**Consignes:**
(a) Traduisez en anglais la phrase suivante de l'extrait sur la verrerie de Portieux : « Toutes les industries manquent d'ailleurs de main-d'oeuvre jeune. »
(b) D'après l'extrait sur la verrerie de Portieux, dans quelle verrerie se trouve Guillet lorsqu'il veut se placer à Portieux avec « 24 petits bonhommes » ?

**Extrait du document:**

----

Dans l'absolue nécessité de recruter du personnel jeune, A. Richard s'est trouvé poussé à la faute par un habile manoeuvrier qu'est Guillet. Le directeur de Portieux, dans la fébrilité de l'action, s'adresse à Guillet sans connaître le différend qui oppose ce dernier à son ancien patron l'abbé Santol. Prenant conscience de la situation dans laquelle il s'est mis, A. Richard s'efforce de rompre le contrat mais c'est sans compter avec la pugnacité de l'interlocuteur endurci par ses nombreuses campagnes dans les verreries. Guillet, en homme fort, peut se montrer exigeant dans une période où le manque de jeunes ouvriers constitue la hantise des maîtres de verreries.

Toutes les industries manquent d'ailleurs de main-d'oeuvre jeune. Zierer, industriel du bois à Darnetal-les-Rouen, s'adresse au directeur de Portieux en 1912 347 parce qu'il recherche des apprentis. Il demande conseil à A. Richard et énumère les propositions que l'abbé Santol, de passage dans sa scierie, vient de lui faire ; mettre à sa disposition un local d'au moins 4 pièces pour 15 jeunes : dortoir, cuisine, réfectoire, salle commune. Pour une somme de 1.000 francs, l'abbé Santol peut solder un matériel de couchage et de cuisine ; moyennant 2 francs par enfant, il subvient à tous les besoins des enfants : nourriture, habillement, surveillance. Prudent, Zierer pense qu'il risque de se trouver dans la dépendance complète de l'abbé Santol et il ajoute : "nous aurions simplement affaire à un entrepreneur de main-d'oeuvre". Nous rencontrerons le personnage de Guillet sur la route de la verrerie de Portieux  348 où il veut se placer avec "24 petits bonhommes" alors qu'il se trouve à la verrerie de Masnières (Nord) et nous aurons encore à évoquer à plusieurs reprises le rôle de l'abbé Santol.

Notes
344.

Lettre de Guillet du 4 mai 1908 ; A.P.

345.

Petit Parisien 1907.

346.

Lettre de A. Richard du 28 octobre 1907 à Coen ; A.P. Le directeur vient d'obtenir la Légion d'Honneur.

347.

Tribunal de Mirecourt. Jugement du 31 octobre 1908 ; A.P.

348.

Lettre du 20 novembre 1912 de Zierer à A. Richard ; 53 J 809 fonds Richard ; A.D.V.

----

**Extrait de données:**
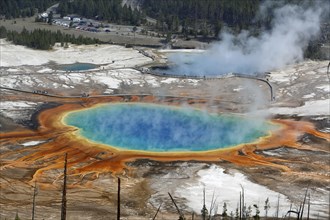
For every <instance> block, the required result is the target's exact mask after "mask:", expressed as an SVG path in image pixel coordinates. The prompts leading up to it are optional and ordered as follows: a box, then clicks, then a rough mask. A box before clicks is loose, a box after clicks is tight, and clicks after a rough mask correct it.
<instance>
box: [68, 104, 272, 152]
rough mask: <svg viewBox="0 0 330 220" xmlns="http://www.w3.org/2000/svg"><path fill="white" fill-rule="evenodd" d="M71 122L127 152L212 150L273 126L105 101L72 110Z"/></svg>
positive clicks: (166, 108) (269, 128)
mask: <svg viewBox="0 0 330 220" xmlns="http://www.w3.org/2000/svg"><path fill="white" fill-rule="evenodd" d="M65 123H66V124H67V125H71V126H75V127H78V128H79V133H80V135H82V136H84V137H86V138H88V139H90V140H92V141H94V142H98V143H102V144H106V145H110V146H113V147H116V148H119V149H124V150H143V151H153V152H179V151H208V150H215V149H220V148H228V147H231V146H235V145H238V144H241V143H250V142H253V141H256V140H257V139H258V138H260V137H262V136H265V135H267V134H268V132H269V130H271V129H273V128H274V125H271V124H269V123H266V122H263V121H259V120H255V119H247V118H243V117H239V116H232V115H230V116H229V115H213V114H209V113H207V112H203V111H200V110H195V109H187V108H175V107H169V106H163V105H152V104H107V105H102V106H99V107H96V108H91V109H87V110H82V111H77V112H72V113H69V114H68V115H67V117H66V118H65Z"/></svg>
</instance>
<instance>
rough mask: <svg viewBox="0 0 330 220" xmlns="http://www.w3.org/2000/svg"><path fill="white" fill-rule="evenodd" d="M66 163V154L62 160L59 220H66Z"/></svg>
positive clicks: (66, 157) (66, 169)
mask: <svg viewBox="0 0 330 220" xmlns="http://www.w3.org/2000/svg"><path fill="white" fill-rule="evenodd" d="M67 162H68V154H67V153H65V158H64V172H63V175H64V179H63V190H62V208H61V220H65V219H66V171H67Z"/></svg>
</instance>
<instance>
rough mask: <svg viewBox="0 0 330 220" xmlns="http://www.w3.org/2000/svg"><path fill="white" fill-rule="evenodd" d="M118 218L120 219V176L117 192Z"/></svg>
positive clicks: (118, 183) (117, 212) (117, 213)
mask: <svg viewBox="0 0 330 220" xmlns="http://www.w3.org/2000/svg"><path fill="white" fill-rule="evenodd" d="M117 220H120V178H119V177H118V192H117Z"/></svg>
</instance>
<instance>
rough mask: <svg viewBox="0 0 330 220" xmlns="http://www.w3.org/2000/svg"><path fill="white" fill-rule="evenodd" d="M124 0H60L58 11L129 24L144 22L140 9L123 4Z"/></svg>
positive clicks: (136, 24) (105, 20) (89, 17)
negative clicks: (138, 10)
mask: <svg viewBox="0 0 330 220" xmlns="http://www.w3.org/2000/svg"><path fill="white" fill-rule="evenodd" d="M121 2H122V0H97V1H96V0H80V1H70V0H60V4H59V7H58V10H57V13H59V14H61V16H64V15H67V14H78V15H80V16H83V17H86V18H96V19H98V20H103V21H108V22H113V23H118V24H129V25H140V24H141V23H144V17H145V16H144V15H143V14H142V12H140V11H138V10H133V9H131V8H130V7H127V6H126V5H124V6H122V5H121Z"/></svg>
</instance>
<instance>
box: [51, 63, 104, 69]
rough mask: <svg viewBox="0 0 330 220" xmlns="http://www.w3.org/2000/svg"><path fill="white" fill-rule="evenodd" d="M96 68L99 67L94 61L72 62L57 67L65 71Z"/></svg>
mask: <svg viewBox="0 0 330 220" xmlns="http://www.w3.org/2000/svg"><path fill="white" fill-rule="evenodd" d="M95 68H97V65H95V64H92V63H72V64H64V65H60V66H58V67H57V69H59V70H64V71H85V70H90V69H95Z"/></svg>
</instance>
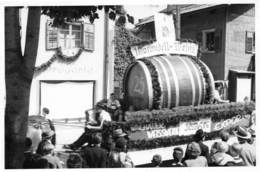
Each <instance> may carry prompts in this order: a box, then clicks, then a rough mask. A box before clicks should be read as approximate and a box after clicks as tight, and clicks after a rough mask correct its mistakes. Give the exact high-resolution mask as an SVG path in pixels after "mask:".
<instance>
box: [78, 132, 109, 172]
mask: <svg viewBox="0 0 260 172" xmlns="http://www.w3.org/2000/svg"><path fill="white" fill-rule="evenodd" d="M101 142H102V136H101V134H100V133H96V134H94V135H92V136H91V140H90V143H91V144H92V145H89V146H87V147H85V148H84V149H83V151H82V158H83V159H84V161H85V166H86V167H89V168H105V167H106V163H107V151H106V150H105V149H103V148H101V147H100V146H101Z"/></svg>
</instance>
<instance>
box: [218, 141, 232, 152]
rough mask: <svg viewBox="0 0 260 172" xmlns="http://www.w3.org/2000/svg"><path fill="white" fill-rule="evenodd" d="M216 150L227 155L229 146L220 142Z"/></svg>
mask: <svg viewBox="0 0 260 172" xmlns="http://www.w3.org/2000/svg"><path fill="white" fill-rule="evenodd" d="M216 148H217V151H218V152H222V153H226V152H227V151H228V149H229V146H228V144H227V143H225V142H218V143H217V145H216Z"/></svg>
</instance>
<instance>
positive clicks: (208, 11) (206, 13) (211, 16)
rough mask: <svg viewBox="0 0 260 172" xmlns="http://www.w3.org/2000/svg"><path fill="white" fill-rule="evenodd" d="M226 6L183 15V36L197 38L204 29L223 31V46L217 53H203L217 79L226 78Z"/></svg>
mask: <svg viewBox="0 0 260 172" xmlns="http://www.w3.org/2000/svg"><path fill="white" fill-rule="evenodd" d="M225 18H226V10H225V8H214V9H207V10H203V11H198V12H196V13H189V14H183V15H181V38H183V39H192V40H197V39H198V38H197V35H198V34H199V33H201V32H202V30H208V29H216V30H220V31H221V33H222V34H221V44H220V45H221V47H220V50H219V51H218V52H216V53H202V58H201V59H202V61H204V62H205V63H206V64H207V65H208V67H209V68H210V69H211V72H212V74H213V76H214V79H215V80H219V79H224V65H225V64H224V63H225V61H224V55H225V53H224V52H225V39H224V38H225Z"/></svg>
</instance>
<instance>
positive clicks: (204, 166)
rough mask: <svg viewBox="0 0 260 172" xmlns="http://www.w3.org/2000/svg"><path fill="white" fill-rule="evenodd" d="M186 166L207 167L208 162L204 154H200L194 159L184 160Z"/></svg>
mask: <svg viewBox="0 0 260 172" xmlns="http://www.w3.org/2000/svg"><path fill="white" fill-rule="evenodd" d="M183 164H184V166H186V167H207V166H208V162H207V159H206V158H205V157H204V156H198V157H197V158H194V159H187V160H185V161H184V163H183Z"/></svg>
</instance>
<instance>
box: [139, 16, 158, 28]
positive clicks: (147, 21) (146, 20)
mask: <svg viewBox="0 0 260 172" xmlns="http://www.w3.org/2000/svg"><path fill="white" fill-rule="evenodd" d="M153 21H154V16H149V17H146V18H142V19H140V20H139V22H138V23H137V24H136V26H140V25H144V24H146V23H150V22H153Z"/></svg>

----

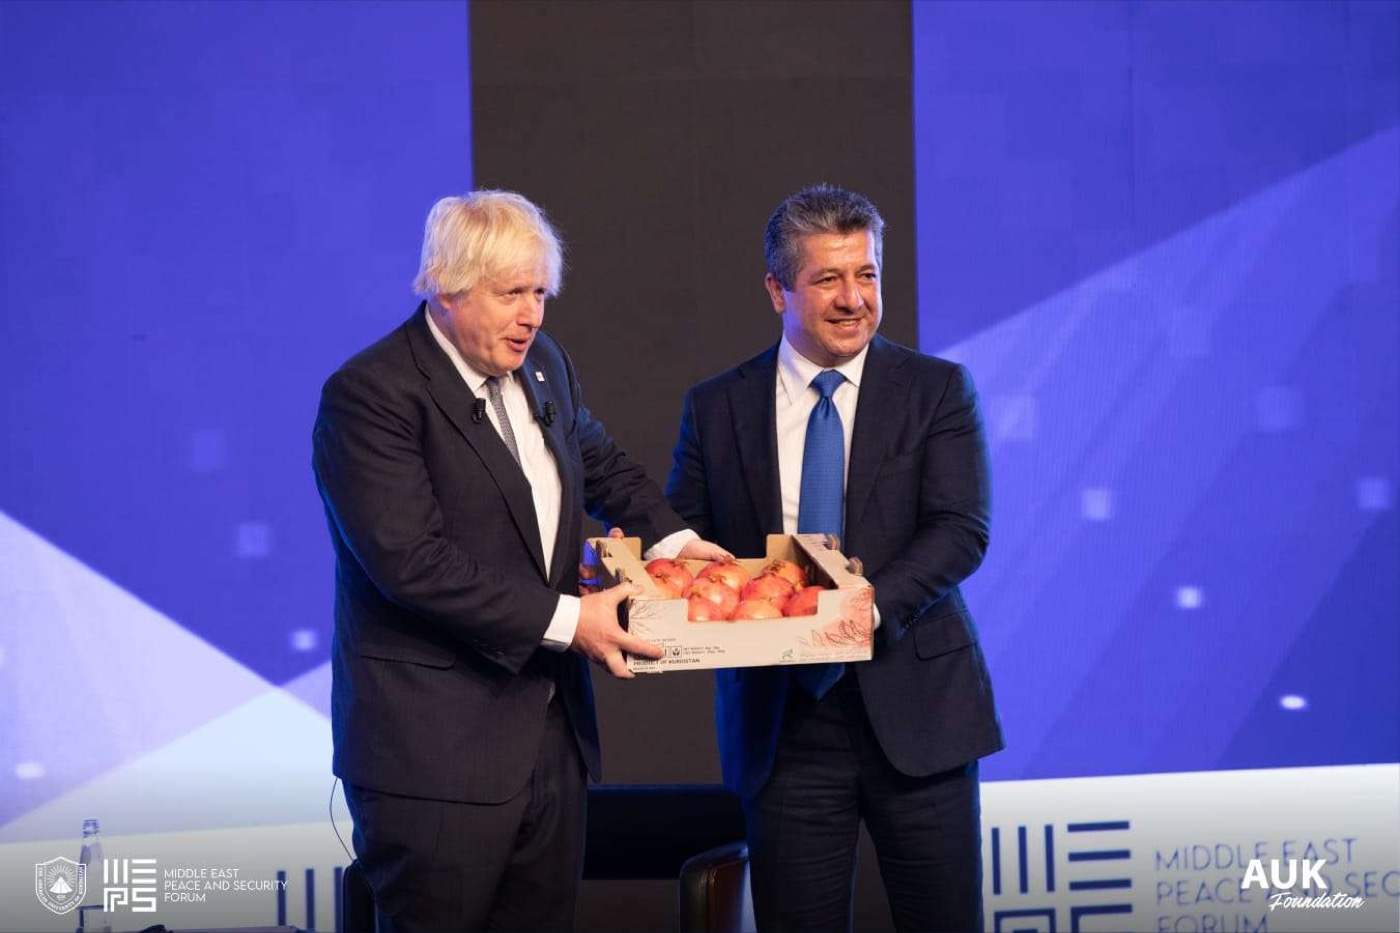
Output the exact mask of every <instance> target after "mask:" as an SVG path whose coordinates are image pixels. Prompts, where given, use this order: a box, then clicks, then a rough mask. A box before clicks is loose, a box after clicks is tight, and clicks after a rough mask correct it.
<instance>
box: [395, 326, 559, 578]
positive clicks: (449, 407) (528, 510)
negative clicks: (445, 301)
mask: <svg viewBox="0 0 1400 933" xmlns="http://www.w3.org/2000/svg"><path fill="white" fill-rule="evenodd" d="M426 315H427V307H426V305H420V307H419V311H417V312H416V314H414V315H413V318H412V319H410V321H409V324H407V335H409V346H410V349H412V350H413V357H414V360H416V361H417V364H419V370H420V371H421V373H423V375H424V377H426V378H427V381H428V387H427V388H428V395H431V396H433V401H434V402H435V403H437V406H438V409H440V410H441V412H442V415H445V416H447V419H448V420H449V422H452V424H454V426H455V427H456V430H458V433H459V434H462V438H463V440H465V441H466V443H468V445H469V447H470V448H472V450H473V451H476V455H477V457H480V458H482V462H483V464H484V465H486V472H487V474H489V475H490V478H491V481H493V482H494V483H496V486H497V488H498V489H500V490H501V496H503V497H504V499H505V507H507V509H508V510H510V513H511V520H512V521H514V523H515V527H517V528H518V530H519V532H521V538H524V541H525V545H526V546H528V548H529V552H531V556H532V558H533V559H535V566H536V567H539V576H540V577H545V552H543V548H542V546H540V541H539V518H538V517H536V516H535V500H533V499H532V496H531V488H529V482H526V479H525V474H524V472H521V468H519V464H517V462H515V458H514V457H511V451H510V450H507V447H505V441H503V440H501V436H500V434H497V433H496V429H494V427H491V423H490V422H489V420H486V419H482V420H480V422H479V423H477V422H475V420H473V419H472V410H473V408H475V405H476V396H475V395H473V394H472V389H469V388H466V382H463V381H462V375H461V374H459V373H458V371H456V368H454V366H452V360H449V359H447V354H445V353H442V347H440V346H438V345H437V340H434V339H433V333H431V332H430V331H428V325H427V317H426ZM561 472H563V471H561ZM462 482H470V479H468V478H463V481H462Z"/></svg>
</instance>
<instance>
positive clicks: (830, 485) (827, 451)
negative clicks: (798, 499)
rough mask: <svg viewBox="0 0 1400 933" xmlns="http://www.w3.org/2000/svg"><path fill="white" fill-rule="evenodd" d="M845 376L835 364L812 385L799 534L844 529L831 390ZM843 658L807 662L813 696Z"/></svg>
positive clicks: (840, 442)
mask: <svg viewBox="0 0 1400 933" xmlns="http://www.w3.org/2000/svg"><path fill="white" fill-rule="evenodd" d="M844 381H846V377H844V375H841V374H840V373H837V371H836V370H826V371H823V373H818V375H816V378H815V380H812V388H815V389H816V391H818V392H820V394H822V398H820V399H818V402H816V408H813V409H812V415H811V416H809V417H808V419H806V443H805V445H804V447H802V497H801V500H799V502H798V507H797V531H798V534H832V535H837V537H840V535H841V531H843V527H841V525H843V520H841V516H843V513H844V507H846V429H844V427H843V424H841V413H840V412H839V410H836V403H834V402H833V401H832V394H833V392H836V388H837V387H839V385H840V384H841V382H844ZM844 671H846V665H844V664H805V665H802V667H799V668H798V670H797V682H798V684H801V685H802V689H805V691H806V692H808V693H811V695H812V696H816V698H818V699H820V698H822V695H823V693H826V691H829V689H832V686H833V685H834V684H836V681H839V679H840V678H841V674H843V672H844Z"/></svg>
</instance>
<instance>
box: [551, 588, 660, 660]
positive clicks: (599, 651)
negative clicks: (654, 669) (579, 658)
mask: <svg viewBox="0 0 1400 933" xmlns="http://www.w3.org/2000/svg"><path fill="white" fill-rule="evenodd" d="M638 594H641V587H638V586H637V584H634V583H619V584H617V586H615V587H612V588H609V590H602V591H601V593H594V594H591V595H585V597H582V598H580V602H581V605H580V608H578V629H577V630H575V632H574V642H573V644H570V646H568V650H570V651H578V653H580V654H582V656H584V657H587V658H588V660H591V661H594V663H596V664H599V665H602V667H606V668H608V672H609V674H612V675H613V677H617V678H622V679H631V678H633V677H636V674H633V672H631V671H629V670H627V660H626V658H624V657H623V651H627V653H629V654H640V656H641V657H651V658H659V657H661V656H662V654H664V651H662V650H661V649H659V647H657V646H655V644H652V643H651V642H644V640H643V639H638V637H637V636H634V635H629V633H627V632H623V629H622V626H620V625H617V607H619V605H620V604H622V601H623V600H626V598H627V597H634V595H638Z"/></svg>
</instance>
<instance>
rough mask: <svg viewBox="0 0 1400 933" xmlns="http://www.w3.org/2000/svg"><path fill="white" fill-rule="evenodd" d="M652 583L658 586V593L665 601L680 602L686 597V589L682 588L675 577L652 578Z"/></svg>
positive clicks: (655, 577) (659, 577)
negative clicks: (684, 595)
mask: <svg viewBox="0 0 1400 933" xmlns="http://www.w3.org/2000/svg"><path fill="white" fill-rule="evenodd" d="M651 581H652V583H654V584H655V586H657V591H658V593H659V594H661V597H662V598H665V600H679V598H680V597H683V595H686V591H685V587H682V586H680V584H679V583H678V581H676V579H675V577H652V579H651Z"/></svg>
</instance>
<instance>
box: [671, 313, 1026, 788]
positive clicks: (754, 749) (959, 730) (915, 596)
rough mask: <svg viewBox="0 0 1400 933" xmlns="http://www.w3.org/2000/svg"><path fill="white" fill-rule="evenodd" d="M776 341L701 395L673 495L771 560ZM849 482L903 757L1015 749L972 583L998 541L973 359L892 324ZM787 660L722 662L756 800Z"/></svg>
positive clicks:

----

**Réponses:**
(a) All industries, moreover, lack young labor.

(b) À la verrerie de Masnières (Nord).